▶ THE TASK
Rewrite the data below as a numbered list that skips blank lines and leaves out the pictures.

▶ LISTED ENTRIES
---+---
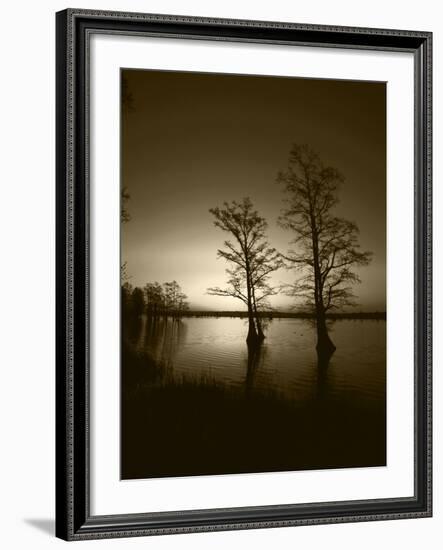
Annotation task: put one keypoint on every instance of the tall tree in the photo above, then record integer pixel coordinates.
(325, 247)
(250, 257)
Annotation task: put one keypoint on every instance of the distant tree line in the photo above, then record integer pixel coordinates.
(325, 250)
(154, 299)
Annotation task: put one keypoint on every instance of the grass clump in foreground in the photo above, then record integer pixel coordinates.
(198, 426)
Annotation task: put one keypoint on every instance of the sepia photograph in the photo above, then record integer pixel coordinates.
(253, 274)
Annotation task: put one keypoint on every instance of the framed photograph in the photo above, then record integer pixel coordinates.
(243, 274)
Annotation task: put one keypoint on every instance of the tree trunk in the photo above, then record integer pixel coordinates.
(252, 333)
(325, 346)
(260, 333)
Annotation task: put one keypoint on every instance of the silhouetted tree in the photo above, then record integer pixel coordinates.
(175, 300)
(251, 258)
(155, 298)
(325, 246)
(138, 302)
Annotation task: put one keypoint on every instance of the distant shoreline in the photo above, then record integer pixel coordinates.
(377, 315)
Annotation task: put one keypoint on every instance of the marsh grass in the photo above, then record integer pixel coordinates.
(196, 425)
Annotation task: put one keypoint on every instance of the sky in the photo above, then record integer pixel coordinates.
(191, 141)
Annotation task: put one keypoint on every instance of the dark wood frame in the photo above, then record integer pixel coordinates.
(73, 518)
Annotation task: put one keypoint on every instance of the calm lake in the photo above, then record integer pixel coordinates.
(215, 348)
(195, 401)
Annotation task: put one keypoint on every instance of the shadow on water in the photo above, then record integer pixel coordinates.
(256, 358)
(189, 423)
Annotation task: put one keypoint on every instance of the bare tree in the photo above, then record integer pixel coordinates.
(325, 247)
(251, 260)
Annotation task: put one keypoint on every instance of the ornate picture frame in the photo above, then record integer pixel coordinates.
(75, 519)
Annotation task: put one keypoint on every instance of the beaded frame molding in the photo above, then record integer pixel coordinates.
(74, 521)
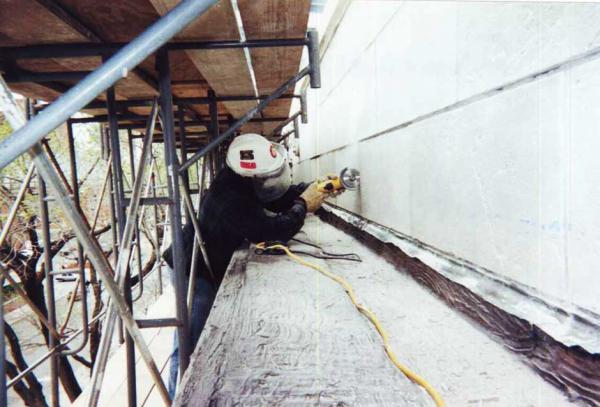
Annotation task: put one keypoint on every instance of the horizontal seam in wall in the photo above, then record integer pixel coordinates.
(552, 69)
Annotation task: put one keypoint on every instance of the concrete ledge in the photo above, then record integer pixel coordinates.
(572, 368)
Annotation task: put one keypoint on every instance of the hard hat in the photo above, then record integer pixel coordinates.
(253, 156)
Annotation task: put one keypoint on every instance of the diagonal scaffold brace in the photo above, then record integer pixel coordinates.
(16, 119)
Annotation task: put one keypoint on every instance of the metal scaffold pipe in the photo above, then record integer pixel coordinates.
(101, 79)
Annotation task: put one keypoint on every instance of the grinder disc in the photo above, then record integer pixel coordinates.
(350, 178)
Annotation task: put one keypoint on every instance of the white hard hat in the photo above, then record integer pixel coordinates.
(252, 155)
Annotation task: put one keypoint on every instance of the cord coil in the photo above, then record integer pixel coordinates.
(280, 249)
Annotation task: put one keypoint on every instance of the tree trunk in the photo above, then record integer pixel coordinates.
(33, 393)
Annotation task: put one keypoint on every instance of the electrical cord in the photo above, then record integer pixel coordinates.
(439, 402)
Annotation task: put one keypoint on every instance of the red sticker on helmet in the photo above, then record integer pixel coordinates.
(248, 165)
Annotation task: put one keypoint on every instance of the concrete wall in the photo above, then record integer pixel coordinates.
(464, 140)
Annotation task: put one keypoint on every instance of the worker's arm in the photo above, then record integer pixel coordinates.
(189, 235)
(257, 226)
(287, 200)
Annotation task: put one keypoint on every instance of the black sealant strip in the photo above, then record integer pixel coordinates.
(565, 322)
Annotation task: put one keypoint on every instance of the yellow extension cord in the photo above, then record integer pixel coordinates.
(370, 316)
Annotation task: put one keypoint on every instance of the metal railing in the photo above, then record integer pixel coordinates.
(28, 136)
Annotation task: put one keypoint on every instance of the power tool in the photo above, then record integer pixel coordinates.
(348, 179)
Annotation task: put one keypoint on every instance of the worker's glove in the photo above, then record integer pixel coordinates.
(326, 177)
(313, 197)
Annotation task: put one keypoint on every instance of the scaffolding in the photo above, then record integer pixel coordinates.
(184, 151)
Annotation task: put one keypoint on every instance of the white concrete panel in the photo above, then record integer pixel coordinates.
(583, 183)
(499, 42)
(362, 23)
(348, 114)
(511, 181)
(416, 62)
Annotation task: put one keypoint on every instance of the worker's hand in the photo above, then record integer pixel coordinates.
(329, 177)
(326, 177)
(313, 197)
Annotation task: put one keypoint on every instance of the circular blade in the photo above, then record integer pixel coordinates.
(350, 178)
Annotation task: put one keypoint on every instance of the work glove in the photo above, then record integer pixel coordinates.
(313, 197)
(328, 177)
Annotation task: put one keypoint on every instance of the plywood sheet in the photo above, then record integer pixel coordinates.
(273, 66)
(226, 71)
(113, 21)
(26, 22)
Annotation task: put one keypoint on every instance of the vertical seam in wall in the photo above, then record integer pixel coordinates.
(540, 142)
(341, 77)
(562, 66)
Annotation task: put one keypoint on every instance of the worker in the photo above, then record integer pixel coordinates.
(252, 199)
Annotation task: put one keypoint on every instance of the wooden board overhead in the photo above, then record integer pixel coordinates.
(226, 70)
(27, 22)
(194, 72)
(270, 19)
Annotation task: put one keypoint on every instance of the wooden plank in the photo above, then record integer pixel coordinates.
---+---
▶ RESULT OF THIS EXERCISE
1. Annotation task: put one keypoint on every instance of the tall tree in the photo above, then record integer pixel coordinates.
2. (325, 247)
3. (250, 257)
4. Annotation task: put one keypoint on every instance of the distant tree line in the photo above, then record integer pixel coordinates.
5. (325, 250)
6. (154, 299)
7. Annotation task: put one keypoint on every instance of the grass clump in foreground in the photo above, then record integer pixel coordinates.
8. (198, 426)
9. Annotation task: put one keypoint on every instance of the sepia photograph in the photo above, then record integer pixel coordinates.
10. (253, 274)
11. Annotation task: put one keypoint on every instance of the framed photograph in the photo above, then record integer pixel coordinates.
12. (243, 274)
13. Annotation task: put one keypoint on every instance of the tree trunk in the photo above, then record integer pixel coordinates.
14. (252, 333)
15. (325, 346)
16. (260, 333)
17. Annotation task: put one keypoint on every instance of the silhouetted tree in the photo above, then record integer pixel coordinates.
18. (175, 300)
19. (251, 258)
20. (155, 298)
21. (325, 246)
22. (138, 302)
23. Annotation task: put one keypoint on every instance of the distant shoreline in the photo above, then record integer pixel coordinates.
24. (377, 315)
25. Annotation task: put one keypoint on every instance of the marsh grass in the photo above, then record integer pixel coordinates.
26. (196, 425)
27. Annotation task: put one keypoint on every instance of the sky in the photo above, then record integer pixel coordinates.
28. (191, 141)
29. Annotation task: put one keypoint on every instance of the dark wood frame in the photo above, then record integer pixel coordinates.
30. (73, 518)
31. Annotation task: put one keypoint on every instance of the calm lake in the photo above, then record integer pixel coordinates.
32. (215, 348)
33. (195, 401)
34. Annotation task: put one keypoint on every instance of the shadow on water in the photo above, then record integer pixel coordinates.
35. (256, 358)
36. (189, 423)
37. Annotation task: put one keypoint on every instance of the bare tree in the photo above, then record integer pixel coordinates.
38. (325, 247)
39. (251, 260)
40. Annotation task: put one keypoint on every instance of the ornate picture frame in the photo above, then record integer pixel coordinates.
41. (75, 519)
42. Annotation task: put one keypoint on every instance of the beaded frame molding in the photo above, then record integer pixel coordinates.
43. (74, 521)
44. Annotation task: put one keypoint on every instance of the horizontal seam in wall in the photo above, then record integer pixel coordinates.
45. (552, 69)
46. Annotation task: put one keypoint on every instance of the concrete ledge in the photo above, then record integer pixel coordinates.
47. (572, 368)
48. Annotation task: put one keypoint on every instance of the hard hat in the photo above, then record integer pixel coordinates.
49. (253, 156)
50. Annotation task: put one keypoint on every instance of the diagonal scaffold brace in the photo above, then record integer pixel coordinates.
51. (16, 119)
52. Annotation task: put one keypoint on every instance of the metal scaffold pipe in the photo above, then record integer pixel coordinates.
53. (101, 79)
54. Annotation task: put one keypoint on every instance of the grinder disc in the photo above, then record integer pixel coordinates.
55. (350, 178)
56. Annotation task: put one keypoint on every instance of the white hard hat in the photo above, then record integer pixel coordinates.
57. (252, 155)
58. Annotation task: put one keypoint on every instance of the cord coil in the photo above, then record integer pixel coordinates.
59. (280, 249)
60. Annotation task: put one keypoint on every instance of the tree trunk in the photo above, then record integer pixel coordinates.
61. (33, 393)
62. Annotation task: put one keypoint on every instance of the electrical cord in the photo above, then record integer pixel coordinates.
63. (439, 402)
64. Annotation task: put one keypoint on every instance of the red sticker on helmet in the photo above, then record integer pixel coordinates.
65. (248, 165)
66. Annotation task: put one keypoint on every instance of the concrete wall in the photo above, then record integer pixel coordinates.
67. (464, 140)
68. Annotation task: put one keypoint on every instance of the worker's arm in the photo above, then record integer pixel coordinates.
69. (189, 235)
70. (257, 226)
71. (287, 200)
72. Annotation task: put one keypoint on every instance of the black sealant strip in the photo above, then record integer pixel coordinates.
73. (565, 322)
74. Annotation task: put one keypoint on every instance of the yellow extension cord in the photo above, then record integer pixel coordinates.
75. (370, 316)
76. Annotation task: put one keypoint on every instance of the metal railing in the photo above, then record integer pixel coordinates.
77. (28, 136)
78. Annotation task: put one keypoint on every instance of the power tool in the photo above, then record integer pixel coordinates.
79. (348, 179)
80. Annotation task: put one keypoint on every instance of the worker's glove in the photo above, then record integer pixel coordinates.
81. (326, 177)
82. (313, 197)
83. Annotation task: put one keypoint on every instance of the scaffolding in the photo above, then record integer pixel coordinates.
84. (184, 151)
85. Annotation task: put one keypoint on every instance of the white concrete panel in the photo above, then record integer pixel coordinates.
86. (583, 183)
87. (499, 42)
88. (362, 23)
89. (348, 114)
90. (511, 181)
91. (416, 62)
92. Annotation task: put one keypoint on every instance of the worker's hand in the photo above, then record integer pixel coordinates.
93. (329, 177)
94. (326, 177)
95. (313, 197)
96. Annotation task: put one keypoint on every instance of the circular blade in the photo above, then record integer pixel coordinates.
97. (350, 178)
98. Annotation task: put one keypoint on every instance of the work glove in the photo above, then record integer pixel coordinates.
99. (313, 197)
100. (328, 177)
101. Annotation task: put one keypoint on every instance of the plywood sheet in the photo above, then record integer pixel coordinates.
102. (273, 66)
103. (226, 71)
104. (113, 21)
105. (26, 22)
106. Annotation task: put one keypoint on every instance of the vertical seam in wall in the photo above, then record integer pixel coordinates.
107. (540, 142)
108. (341, 77)
109. (562, 66)
110. Annotation task: put one keypoint on every instance of the worker in the photo above, then record integer pixel coordinates.
111. (252, 199)
112. Annotation task: put one keypoint on every instance of the wooden board overhead in the photo above, then record integer pixel coordinates.
113. (226, 70)
114. (27, 22)
115. (194, 72)
116. (270, 19)
117. Annotation task: put one keypoint on every instance of the wooden plank in the photo above, then record integer pixel coordinates.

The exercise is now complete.